== THE EXERCISE ==
Transcribe every line of the records verbatim.
--- start of INPUT MATERIAL ---
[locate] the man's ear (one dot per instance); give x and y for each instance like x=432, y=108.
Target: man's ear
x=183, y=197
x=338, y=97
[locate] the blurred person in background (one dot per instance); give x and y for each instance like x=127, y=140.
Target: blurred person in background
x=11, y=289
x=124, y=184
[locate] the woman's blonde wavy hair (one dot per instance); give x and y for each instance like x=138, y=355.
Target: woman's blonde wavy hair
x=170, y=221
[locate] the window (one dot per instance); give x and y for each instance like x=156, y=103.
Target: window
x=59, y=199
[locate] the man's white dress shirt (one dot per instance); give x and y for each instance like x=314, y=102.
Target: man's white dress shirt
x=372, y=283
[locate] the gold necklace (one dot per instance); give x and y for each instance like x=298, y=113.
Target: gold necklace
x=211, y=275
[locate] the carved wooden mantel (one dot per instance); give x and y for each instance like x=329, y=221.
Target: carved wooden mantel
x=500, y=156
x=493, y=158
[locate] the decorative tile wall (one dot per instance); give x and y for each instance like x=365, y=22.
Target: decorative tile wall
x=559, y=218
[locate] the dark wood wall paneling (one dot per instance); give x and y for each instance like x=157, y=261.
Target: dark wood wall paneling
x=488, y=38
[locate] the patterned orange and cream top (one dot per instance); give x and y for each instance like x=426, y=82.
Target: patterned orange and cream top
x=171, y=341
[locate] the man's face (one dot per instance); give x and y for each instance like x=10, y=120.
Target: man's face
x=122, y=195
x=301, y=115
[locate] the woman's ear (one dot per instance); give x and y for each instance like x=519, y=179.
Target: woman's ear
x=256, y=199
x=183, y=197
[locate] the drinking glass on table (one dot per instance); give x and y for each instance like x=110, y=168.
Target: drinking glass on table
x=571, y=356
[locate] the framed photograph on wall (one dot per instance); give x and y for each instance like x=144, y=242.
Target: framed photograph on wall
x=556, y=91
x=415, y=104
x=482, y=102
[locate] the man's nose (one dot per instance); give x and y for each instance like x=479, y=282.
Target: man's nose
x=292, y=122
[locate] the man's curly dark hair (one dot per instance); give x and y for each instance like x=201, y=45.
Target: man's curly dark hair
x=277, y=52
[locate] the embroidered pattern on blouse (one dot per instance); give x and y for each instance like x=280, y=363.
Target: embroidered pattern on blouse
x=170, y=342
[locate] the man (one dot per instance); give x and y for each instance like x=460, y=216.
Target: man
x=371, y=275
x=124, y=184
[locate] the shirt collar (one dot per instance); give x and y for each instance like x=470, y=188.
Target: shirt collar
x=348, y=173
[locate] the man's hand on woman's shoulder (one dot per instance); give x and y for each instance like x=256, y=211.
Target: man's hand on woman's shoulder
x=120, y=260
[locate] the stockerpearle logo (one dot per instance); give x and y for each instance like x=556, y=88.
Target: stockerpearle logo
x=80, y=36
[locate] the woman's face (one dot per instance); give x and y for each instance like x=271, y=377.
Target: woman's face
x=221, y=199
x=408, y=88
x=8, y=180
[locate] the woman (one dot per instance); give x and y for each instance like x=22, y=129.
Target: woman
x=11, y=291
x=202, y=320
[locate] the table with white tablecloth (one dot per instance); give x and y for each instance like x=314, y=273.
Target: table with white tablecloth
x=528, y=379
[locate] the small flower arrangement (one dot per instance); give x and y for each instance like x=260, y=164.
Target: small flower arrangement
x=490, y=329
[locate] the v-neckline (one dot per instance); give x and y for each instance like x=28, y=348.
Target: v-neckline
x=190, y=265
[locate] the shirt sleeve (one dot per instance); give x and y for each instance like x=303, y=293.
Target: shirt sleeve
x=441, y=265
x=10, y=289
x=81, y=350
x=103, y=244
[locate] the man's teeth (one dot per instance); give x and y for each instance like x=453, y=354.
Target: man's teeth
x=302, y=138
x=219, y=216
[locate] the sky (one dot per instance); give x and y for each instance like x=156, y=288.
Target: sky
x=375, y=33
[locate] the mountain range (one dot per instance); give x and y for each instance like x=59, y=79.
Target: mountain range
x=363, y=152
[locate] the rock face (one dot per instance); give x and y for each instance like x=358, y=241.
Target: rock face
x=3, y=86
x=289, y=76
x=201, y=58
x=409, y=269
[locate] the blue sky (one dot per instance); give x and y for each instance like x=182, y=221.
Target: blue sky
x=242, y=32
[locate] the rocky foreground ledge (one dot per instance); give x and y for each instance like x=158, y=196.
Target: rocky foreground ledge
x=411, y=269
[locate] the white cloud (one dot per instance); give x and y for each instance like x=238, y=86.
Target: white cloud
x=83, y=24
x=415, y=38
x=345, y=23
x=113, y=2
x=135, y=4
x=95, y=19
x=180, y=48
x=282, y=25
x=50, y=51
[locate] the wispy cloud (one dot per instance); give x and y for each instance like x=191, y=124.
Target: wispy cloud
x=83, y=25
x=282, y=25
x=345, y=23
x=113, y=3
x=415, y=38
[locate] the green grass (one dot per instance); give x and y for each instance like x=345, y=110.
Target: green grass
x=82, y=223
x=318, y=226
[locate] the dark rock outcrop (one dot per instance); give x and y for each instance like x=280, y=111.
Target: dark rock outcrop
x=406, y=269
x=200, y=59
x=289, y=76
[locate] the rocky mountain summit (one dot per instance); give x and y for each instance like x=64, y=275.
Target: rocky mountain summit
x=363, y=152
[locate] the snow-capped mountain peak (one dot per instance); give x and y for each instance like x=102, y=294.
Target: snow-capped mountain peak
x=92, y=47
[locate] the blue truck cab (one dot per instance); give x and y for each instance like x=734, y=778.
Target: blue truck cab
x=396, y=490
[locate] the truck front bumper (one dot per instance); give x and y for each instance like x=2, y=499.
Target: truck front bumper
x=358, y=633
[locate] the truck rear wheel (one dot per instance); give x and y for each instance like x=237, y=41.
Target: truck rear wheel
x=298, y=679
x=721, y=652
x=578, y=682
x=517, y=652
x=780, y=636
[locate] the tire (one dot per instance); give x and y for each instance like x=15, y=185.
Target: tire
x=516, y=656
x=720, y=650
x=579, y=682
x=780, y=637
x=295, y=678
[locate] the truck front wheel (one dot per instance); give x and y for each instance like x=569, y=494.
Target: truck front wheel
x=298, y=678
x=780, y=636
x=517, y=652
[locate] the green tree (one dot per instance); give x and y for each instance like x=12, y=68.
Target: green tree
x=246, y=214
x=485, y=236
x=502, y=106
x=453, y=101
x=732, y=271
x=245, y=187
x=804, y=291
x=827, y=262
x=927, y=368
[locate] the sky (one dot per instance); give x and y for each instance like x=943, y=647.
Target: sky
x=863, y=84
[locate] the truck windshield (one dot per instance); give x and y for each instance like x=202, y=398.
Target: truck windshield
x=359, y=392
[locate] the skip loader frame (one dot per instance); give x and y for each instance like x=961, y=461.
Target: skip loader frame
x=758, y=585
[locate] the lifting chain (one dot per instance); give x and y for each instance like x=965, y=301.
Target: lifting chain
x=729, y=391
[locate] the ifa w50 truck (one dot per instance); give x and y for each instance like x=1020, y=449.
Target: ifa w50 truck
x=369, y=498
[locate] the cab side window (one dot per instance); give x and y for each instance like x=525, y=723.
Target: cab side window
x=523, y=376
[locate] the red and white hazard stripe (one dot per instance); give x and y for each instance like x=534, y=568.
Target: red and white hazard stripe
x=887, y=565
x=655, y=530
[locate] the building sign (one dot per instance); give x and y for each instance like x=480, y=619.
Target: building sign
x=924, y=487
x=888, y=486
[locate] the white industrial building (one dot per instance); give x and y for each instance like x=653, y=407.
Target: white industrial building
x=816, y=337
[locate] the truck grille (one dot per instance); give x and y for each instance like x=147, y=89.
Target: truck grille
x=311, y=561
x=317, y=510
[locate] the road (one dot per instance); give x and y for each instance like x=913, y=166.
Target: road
--- end of INPUT MATERIAL ---
== IN RESPONSE ==
[locate] the man's ear (one dot per instance); give x and y for each instance like x=432, y=108.
Target: man's ear
x=183, y=197
x=338, y=97
[locate] the blurred person in background (one dot per instance); give x and y for each instance like x=127, y=140.
Target: blurred person in background
x=11, y=289
x=124, y=184
[locate] the woman's blonde wavy hair (one dot per instance); give x and y for each instance like x=138, y=355.
Target: woman's blonde wavy hair
x=170, y=221
[locate] the window (one dot per instance); give x and y for each instance like x=156, y=103.
Target: window
x=59, y=199
[locate] the man's white dress shirt (one dot per instance); give x and y for each instance like x=314, y=102.
Target: man's white dress shirt
x=372, y=283
[locate] the gold necklace (one dot per instance); give x and y for each instance like x=298, y=113.
Target: gold necklace
x=211, y=275
[locate] the carved wooden mantel (one dot per instance); give x and y for each instance like x=329, y=221.
Target: carved wooden mantel
x=500, y=156
x=493, y=158
[locate] the decorative tile wall (one dot per instance); give x and y for each instance like x=365, y=22.
Target: decorative tile wall
x=559, y=218
[locate] the dark wood wall paneling (one dot per instance); give x and y for each instance like x=157, y=261.
Target: dark wood wall paneling
x=488, y=38
[locate] the patterned orange and cream top (one dot per instance); give x and y for each instance like x=426, y=82.
Target: patterned orange and cream top
x=171, y=341
[locate] the man's face (one dot per instance); give x and y for each instance like x=10, y=120.
Target: man's face
x=122, y=195
x=301, y=115
[locate] the woman's ear (one dot per instance); give x and y for each instance like x=519, y=179.
Target: woman's ear
x=256, y=199
x=183, y=197
[locate] the drinking glass on table (one dot per instance); give x and y for each instance like x=110, y=168.
Target: drinking glass on table
x=571, y=356
[locate] the framed photograph on wall (one dot per instance); give x and y for each instance like x=144, y=242.
Target: framed photograph on wall
x=556, y=91
x=415, y=104
x=482, y=102
[locate] the man's nose (one dot per instance); give x and y for each instance like x=479, y=282.
Target: man's nose
x=292, y=122
[locate] the man's curly dark hair (one dot per instance); give x and y for each instance like x=201, y=45.
Target: man's curly dark hair
x=277, y=52
[locate] the embroidered pattern on blouse (one dot per instance); give x and y for each instance like x=280, y=363.
Target: embroidered pattern on blouse
x=170, y=342
[locate] the man (one dot per instance); give x and y for each instance like x=460, y=216.
Target: man
x=371, y=275
x=124, y=184
[locate] the shirt collar (one dot per instance); give x and y for each instance like x=470, y=188.
Target: shirt collar
x=348, y=173
[locate] the man's hand on woman's shoulder (one dot per instance); give x and y for each instance like x=256, y=211.
Target: man's hand on woman's shoulder
x=120, y=260
[locate] the stockerpearle logo (one dot per instance); give x and y for each instance like x=556, y=88.
Target: stockerpearle logo
x=80, y=36
[locate] the woman's face (one dot per instance); give x and y for each instance like x=271, y=377.
Target: woman's face
x=221, y=199
x=408, y=88
x=8, y=180
[locate] the woman (one dot per instance); give x and y for each instance like x=22, y=129.
Target: woman
x=11, y=291
x=202, y=320
[locate] the table with white tablecloth (one dot per instance); give x and y for each instance like x=314, y=273.
Target: table with white tablecloth
x=528, y=379
[locate] the small flower arrangement (one dot per instance); give x and y for each instance like x=260, y=164.
Target: small flower arrangement
x=490, y=329
[locate] the v-neckline (one dot per instance); give x and y for each instance like x=28, y=348.
Target: v-neckline
x=190, y=265
[locate] the shirt sleeve (one dot per instance); give x and y for each instance like x=303, y=293.
Target: shirt sleeve
x=441, y=265
x=10, y=289
x=81, y=350
x=103, y=244
[locate] the man's teeth (one dot per instance); give x and y for each instance like x=453, y=354.
Target: man's teeth
x=302, y=138
x=219, y=216
[locate] the sky (one dot per instance); give x and y for each instance like x=156, y=288.
Target: sky
x=375, y=33
[locate] the mountain range (one dot per instance); give x and y for each instance like x=59, y=79.
Target: mountain range
x=363, y=152
[locate] the rock face (one dot per instance); give x and y for each instance like x=358, y=241.
Target: rock face
x=3, y=86
x=289, y=76
x=201, y=58
x=409, y=269
[locate] the blue sky (one dot per instance); give x and y for each instance like x=182, y=221.
Target: blue sky
x=242, y=32
[locate] the rocky foreground ledge (one dot per instance); give x and y for each instance like x=158, y=196.
Target: rocky foreground ledge
x=411, y=269
[locate] the white cloud (one dot per instance); give x and y for each instance like x=238, y=86.
Target: white cloud
x=83, y=24
x=415, y=38
x=345, y=23
x=113, y=2
x=135, y=4
x=95, y=19
x=180, y=48
x=282, y=25
x=50, y=51
[locate] the wispy cloud (one dot per instance); give x and y for each instance like x=191, y=124.
Target: wispy cloud
x=83, y=25
x=282, y=25
x=345, y=23
x=113, y=3
x=415, y=38
[locate] the green grass (one dot per instance); give x and y for each instance like x=345, y=110.
Target: green grass
x=82, y=223
x=318, y=226
[locate] the dark rock outcrop (one dot per instance); give x and y for each instance like x=280, y=111.
Target: dark rock outcrop
x=406, y=269
x=200, y=59
x=289, y=76
[locate] the rocky mountain summit (one dot per instance); give x and y for each instance like x=64, y=275.
Target: rocky mountain summit
x=363, y=152
[locate] the snow-capped mountain peak (one dot per instance); give x and y for each instance like x=102, y=294.
Target: snow-capped mountain peak
x=92, y=47
[locate] the blue truck cab (one dot per instance); give x and y for each instance like x=734, y=778.
Target: blue truck cab
x=396, y=490
[locate] the truck front bumper (one dot per instance); give x and y for each instance like x=2, y=499.
Target: truck front bumper
x=358, y=633
[locate] the truck rear wheel (one dot per instance); give x and y for each instance like x=237, y=41.
Target: truck rear wheel
x=298, y=679
x=721, y=652
x=578, y=682
x=517, y=652
x=780, y=636
[locate] the tire (one dot per instance); give x and y for each instance like x=15, y=185.
Target: tire
x=516, y=656
x=720, y=650
x=579, y=682
x=780, y=637
x=295, y=678
[locate] the truck front wheel (one dot per instance); give x and y for each instance like x=569, y=494.
Target: truck front wheel
x=298, y=678
x=780, y=636
x=517, y=652
[locate] the green tree (one dot per instance); give x and y for each instance like x=12, y=68.
Target: green tree
x=246, y=214
x=485, y=236
x=502, y=106
x=453, y=101
x=732, y=271
x=245, y=187
x=804, y=291
x=827, y=262
x=927, y=368
[locate] the sky (one dot per instance); give x and y for each instance like x=943, y=647.
Target: sky
x=863, y=84
[locate] the truck windshield (one dot per instance); give x and y for each instance like x=202, y=398.
Target: truck windshield
x=359, y=392
[locate] the skip loader frame (one dot per instance); give x and y for each instance like x=961, y=461.
Target: skip loader frame
x=758, y=585
[locate] the lifting chain (one dot per instance); give x and y for each instance like x=965, y=301.
Target: lifting chain
x=729, y=391
[locate] the ifa w50 truck (one dot per instance); give x and y for each instance like x=1020, y=449.
Target: ifa w50 truck
x=369, y=498
[locate] the cab side window (one dot per instance); give x and y for each instance like x=525, y=723.
Target: cab side window
x=523, y=376
[locate] the red and white hazard stripe (one dot per instance); give x and y for each instance like x=534, y=568.
Target: red and white hazard stripe
x=887, y=565
x=655, y=530
[locate] the building sign (one dot per instance); give x and y for each instance like x=480, y=619.
Target: building sign
x=924, y=487
x=888, y=486
[locate] the white industrial building (one dot per instance); give x and y for each instance like x=653, y=407.
Target: white industrial building
x=816, y=337
[locate] the truck grille (one dot per instance); give x and y for each instance like x=147, y=89.
Target: truck grille
x=311, y=561
x=317, y=510
[locate] the road (one dot per instance); give x and y for each instance like x=913, y=166.
Target: road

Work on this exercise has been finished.